Print every line of the records below exactly as it reads.
========================================================================
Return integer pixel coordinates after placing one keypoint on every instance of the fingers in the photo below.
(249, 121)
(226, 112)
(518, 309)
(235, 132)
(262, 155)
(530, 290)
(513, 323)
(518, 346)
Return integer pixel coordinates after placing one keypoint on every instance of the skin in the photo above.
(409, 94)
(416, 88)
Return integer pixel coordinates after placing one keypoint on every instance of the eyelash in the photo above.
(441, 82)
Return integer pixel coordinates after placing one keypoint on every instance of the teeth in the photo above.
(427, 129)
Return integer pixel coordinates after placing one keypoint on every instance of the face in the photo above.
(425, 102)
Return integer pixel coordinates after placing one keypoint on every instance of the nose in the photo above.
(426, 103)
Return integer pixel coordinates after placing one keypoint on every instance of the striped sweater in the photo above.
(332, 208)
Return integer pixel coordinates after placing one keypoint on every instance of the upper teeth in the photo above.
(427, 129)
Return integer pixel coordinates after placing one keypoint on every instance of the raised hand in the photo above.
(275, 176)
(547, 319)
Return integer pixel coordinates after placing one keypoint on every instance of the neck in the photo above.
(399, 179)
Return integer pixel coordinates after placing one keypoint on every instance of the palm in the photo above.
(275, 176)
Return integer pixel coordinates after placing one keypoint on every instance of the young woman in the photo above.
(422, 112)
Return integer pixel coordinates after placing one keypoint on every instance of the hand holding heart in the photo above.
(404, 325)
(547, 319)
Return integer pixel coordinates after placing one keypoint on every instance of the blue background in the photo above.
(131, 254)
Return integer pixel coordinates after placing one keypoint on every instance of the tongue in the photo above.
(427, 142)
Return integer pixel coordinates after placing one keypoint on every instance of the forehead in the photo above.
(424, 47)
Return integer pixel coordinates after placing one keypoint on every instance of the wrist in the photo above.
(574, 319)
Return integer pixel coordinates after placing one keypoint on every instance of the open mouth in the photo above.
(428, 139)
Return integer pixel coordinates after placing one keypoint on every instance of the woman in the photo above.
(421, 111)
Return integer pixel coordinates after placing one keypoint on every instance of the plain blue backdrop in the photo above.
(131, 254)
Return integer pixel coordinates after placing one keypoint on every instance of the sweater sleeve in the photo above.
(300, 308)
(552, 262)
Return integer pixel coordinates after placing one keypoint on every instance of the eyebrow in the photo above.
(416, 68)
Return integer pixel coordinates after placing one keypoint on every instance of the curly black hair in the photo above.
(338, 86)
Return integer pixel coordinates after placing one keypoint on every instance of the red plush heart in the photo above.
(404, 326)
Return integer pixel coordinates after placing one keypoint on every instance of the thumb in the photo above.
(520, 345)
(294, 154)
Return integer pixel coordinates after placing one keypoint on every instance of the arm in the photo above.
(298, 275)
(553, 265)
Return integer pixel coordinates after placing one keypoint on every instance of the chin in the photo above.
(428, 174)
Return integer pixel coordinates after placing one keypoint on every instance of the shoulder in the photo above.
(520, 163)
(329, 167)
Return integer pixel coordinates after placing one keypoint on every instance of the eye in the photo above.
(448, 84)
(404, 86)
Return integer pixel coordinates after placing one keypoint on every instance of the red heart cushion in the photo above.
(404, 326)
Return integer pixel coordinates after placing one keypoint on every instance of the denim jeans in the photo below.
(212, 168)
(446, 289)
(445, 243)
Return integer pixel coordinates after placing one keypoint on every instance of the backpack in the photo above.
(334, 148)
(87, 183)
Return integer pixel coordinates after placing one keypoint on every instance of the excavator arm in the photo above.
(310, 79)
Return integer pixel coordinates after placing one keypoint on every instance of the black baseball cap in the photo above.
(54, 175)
========================================================================
Answer to the problem:
Return integer pixel coordinates after placing one keypoint on every instance of the fingers in the photo below.
(249, 121)
(226, 112)
(518, 309)
(235, 132)
(262, 155)
(530, 290)
(513, 323)
(518, 346)
Return integer pixel coordinates after placing one keypoint on every instance of the skin in the photo above.
(409, 94)
(416, 88)
Return integer pixel coordinates after placing one keypoint on every instance of the eyelash in the photo above.
(441, 82)
Return integer pixel coordinates after placing one keypoint on every instance of the teeth in the photo above.
(427, 129)
Return integer pixel coordinates after placing one keypoint on every instance of the face in the photo above.
(425, 102)
Return integer pixel coordinates after placing one keypoint on every instance of the nose in the photo above.
(426, 103)
Return integer pixel coordinates after placing one keypoint on every instance of the striped sweater in the photo above.
(332, 208)
Return integer pixel coordinates after placing one keypoint on every instance of the upper teeth in the photo above.
(427, 129)
Return integer pixel coordinates after placing one keypoint on every instance of the raised hand in the photo above.
(275, 176)
(547, 319)
Return integer pixel coordinates after placing one keypoint on every instance of the neck in the photo above.
(399, 179)
Return integer pixel coordinates after placing one keypoint on every instance of the palm in the photo above.
(275, 176)
Return integer pixel coordinates after placing one keypoint on every instance of the young woman in the photo above.
(422, 112)
Return integer pixel coordinates after placing one keypoint on every instance of the hand holding heart in the photo above.
(404, 325)
(547, 319)
Return integer pixel coordinates after placing one keypoint on every instance of the blue background in the photo above.
(131, 254)
Return integer pixel coordinates after placing one keypoint on every instance of the tongue in the photo above.
(427, 142)
Return integer pixel coordinates after placing one keypoint on every instance of the forehead in the photo above.
(424, 47)
Return integer pixel coordinates after placing one keypoint on every instance of the wrist in the photo above.
(574, 319)
Return integer pixel coordinates after placing one keypoint on every instance of the open mouth in the photo above.
(428, 139)
Return integer pixel coordinates after placing one keypoint on every instance of the woman in the photo above.
(421, 111)
Return integer pixel coordinates after placing one keypoint on every instance of the plain blue backdrop in the photo above.
(131, 254)
Return integer pixel coordinates after placing one keypoint on every instance of the sweater sleeve in the photo above.
(300, 308)
(552, 262)
Return integer pixel coordinates after placing one keypoint on every instance of the eyebrow in the photo above.
(416, 68)
Return integer pixel coordinates after placing one keypoint on every instance of the curly black hair in the photo above.
(338, 86)
Return integer pixel coordinates after placing one keypoint on every instance of the red plush heart in the photo above.
(404, 326)
Return integer pixel coordinates after placing one keypoint on every instance of the thumb in the photo above.
(520, 345)
(294, 154)
Return integer pixel coordinates after placing one keypoint on every instance of the arm in the photo above.
(298, 275)
(553, 265)
Return integer pixel coordinates after placing one keypoint on every instance of the chin in the photo above.
(428, 174)
Return integer pixel coordinates after placing one keypoint on every instance of the shoulder in the photo above.
(520, 163)
(329, 167)
Return integer pixel coordinates after placing one keypoint on every instance of the eye in the photo above.
(448, 84)
(404, 86)
Return integer pixel coordinates after placing one keypoint on every instance of the red heart cushion in the photo above.
(404, 326)
Return integer pixel coordinates after placing one keypoint on every instance of the denim jeans in the photo below.
(212, 168)
(446, 289)
(445, 243)
Return integer pixel coordinates after placing one keypoint on every instance of the backpack in the photo above.
(334, 148)
(87, 183)
Return integer pixel coordinates after placing one keypoint on every instance of the excavator arm in the photo above.
(310, 79)
Return integer pixel coordinates after placing one keypoint on every instance of the black baseball cap in the photo above.
(54, 175)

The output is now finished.